What you need to do: I would like you to transcribe all of the data exactly.
Record extracts Start Marker
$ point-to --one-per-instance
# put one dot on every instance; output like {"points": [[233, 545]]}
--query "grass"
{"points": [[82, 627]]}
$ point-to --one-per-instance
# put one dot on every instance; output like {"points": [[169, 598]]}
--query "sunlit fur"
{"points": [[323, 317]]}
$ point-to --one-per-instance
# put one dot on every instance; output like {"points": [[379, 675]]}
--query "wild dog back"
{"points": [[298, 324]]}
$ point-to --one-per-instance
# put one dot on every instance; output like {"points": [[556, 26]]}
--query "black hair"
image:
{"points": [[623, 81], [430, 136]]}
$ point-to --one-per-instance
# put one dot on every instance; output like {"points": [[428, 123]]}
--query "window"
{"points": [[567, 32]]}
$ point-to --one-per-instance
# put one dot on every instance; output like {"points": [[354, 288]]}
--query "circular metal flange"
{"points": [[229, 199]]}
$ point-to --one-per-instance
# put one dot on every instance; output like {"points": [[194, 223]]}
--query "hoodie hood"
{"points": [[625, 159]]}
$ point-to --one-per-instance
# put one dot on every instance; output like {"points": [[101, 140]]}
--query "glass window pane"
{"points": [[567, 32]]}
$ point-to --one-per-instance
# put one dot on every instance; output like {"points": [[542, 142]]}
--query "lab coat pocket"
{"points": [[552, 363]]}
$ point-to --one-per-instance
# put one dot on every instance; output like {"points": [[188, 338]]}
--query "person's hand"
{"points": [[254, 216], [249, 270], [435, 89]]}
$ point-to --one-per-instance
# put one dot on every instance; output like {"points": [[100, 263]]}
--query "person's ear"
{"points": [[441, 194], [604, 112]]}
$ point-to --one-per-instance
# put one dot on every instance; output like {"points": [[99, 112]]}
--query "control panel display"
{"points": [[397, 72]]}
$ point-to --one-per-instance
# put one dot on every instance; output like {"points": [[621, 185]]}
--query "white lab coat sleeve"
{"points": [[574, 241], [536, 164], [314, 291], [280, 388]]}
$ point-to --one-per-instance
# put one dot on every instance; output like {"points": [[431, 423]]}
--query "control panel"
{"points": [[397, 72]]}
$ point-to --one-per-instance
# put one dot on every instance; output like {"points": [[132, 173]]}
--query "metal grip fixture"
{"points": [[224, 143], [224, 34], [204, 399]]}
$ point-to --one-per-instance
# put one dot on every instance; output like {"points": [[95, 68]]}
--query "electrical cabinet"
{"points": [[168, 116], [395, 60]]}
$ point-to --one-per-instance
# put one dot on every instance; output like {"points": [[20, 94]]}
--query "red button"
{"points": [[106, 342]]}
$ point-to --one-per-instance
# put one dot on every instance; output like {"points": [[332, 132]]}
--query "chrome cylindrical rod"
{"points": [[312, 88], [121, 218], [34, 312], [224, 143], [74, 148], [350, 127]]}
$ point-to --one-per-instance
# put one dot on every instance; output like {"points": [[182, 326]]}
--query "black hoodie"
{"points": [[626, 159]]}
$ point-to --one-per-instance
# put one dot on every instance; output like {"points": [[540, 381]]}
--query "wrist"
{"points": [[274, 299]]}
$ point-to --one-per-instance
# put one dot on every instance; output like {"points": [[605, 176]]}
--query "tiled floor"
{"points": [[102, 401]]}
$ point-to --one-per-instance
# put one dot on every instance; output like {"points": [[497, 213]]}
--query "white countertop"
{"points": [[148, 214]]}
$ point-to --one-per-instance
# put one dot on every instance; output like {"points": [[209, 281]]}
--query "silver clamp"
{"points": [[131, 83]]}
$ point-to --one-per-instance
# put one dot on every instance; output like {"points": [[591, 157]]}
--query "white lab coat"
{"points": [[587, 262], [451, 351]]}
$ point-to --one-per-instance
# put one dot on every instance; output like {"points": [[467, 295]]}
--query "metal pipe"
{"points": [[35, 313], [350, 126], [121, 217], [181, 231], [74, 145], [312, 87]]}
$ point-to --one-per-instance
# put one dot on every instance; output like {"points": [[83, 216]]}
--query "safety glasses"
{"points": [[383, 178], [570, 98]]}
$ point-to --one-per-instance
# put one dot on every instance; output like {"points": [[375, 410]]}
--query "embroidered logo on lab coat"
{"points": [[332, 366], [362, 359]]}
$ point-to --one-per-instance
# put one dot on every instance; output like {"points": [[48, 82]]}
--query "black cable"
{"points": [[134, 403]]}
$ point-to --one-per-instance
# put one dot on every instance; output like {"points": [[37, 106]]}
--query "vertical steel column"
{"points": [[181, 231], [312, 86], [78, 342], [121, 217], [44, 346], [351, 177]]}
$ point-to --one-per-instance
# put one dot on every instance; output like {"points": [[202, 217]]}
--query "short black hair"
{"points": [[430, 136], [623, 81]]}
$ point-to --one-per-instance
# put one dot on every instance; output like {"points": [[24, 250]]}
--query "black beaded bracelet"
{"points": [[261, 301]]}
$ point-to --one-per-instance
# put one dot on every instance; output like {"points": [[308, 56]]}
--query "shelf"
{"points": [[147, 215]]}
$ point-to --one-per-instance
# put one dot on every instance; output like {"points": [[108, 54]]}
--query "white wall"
Record extracts End Marker
Exercise solution:
$ point-to --one-per-instance
# put one dot on every instance; output like {"points": [[233, 545]]}
--query "grass"
{"points": [[82, 627]]}
$ point-to --one-per-instance
# put one dot on every instance; output like {"points": [[169, 598]]}
--query "sunlit fur"
{"points": [[323, 317]]}
$ point-to --one-per-instance
# put one dot on every instance; output like {"points": [[379, 675]]}
--query "wild dog back"
{"points": [[298, 324]]}
$ point-to --one-per-instance
# put one dot on every instance; output like {"points": [[556, 26]]}
--query "black hair"
image:
{"points": [[623, 81], [430, 136]]}
$ point-to --one-per-instance
# put one dot on every instance; output like {"points": [[428, 123]]}
--query "window"
{"points": [[567, 32]]}
$ point-to --one-per-instance
# put one dot on every instance; output like {"points": [[354, 288]]}
--query "circular metal flange"
{"points": [[229, 199]]}
$ point-to --one-per-instance
# put one dot on every instance; output like {"points": [[194, 223]]}
--query "hoodie hood"
{"points": [[625, 159]]}
$ point-to --one-per-instance
# put one dot on every instance; output like {"points": [[101, 140]]}
--query "glass window pane"
{"points": [[567, 32]]}
$ point-to --one-per-instance
# put one dot on every instance; output like {"points": [[542, 142]]}
--query "lab coat pocket"
{"points": [[552, 363]]}
$ point-to --one-per-instance
# put one dot on every instance; output like {"points": [[188, 338]]}
--query "person's hand"
{"points": [[254, 216], [249, 270], [435, 89]]}
$ point-to --one-per-instance
# put one dot on every instance; output like {"points": [[100, 263]]}
--query "person's ear"
{"points": [[441, 194], [604, 112]]}
$ point-to --one-per-instance
# put one dot on every instance; output like {"points": [[99, 112]]}
--query "control panel display"
{"points": [[397, 72]]}
$ point-to --one-per-instance
# put one dot on every instance; output like {"points": [[621, 185]]}
--query "white lab coat sleeve"
{"points": [[574, 241], [536, 164], [314, 291], [280, 388]]}
$ point-to --one-per-instance
# put one dot on every instance; output like {"points": [[431, 423]]}
--query "control panel"
{"points": [[397, 72]]}
$ point-to --one-per-instance
# put one dot on every instance; output like {"points": [[132, 173]]}
--query "metal grip fixture"
{"points": [[224, 143], [224, 34], [204, 399]]}
$ point-to --one-per-instance
# put one dot on every instance; output like {"points": [[95, 68]]}
--query "electrical cabinet"
{"points": [[168, 116], [395, 60]]}
$ point-to --one-per-instance
# put one dot on every instance; output like {"points": [[20, 94]]}
--query "red button"
{"points": [[106, 342]]}
$ point-to --one-per-instance
# put one dot on every instance; output like {"points": [[332, 132]]}
--query "chrome cylindrical rod"
{"points": [[312, 88], [121, 218], [34, 312], [224, 143], [74, 148], [350, 127]]}
$ point-to --one-per-instance
# put one dot on every instance; output like {"points": [[182, 326]]}
--query "black hoodie"
{"points": [[626, 159]]}
$ point-to --one-per-instance
# put one dot on every instance; output like {"points": [[540, 381]]}
--query "wrist"
{"points": [[274, 299]]}
$ point-to --one-per-instance
# put one dot on every instance; output like {"points": [[605, 176]]}
--query "tiled floor"
{"points": [[102, 401]]}
$ point-to --one-per-instance
# put one dot on every instance; output like {"points": [[497, 213]]}
--query "white countertop"
{"points": [[148, 214]]}
$ point-to --one-per-instance
# put one dot on every instance; output like {"points": [[209, 281]]}
--query "silver clamp"
{"points": [[131, 83]]}
$ point-to --one-per-instance
# put one dot on every instance; output like {"points": [[591, 157]]}
--query "white lab coat"
{"points": [[587, 262], [451, 351]]}
$ point-to --one-per-instance
# put one dot on every instance; output like {"points": [[467, 295]]}
--query "metal pipe"
{"points": [[35, 313], [350, 126], [121, 217], [181, 231], [74, 145], [312, 87]]}
$ point-to --one-per-instance
# put one dot on every instance; output like {"points": [[83, 216]]}
--query "safety glasses"
{"points": [[383, 178], [570, 98]]}
$ point-to --one-per-instance
# put one dot on every instance; output like {"points": [[375, 410]]}
--query "embroidered logo on lab coat"
{"points": [[332, 366], [362, 359]]}
$ point-to --one-per-instance
# put one dot on every instance; output like {"points": [[48, 82]]}
--query "black cable"
{"points": [[134, 403]]}
$ point-to --one-per-instance
# put one dot on every instance; output like {"points": [[37, 106]]}
--query "vertical steel column"
{"points": [[181, 231], [312, 86], [78, 342], [121, 217], [44, 346], [351, 177]]}
$ point-to --one-per-instance
# put one dot on every instance; output like {"points": [[202, 217]]}
--query "short black hair"
{"points": [[430, 136], [623, 81]]}
$ point-to --one-per-instance
# put one dot on every instance; output like {"points": [[24, 250]]}
--query "black beaded bracelet"
{"points": [[261, 301]]}
$ point-to --one-per-instance
# put one dot on every instance; output like {"points": [[308, 56]]}
--query "shelf"
{"points": [[147, 215]]}
$ point-to --one-per-instance
# put one dot on every instance; output like {"points": [[108, 54]]}
--query "white wall"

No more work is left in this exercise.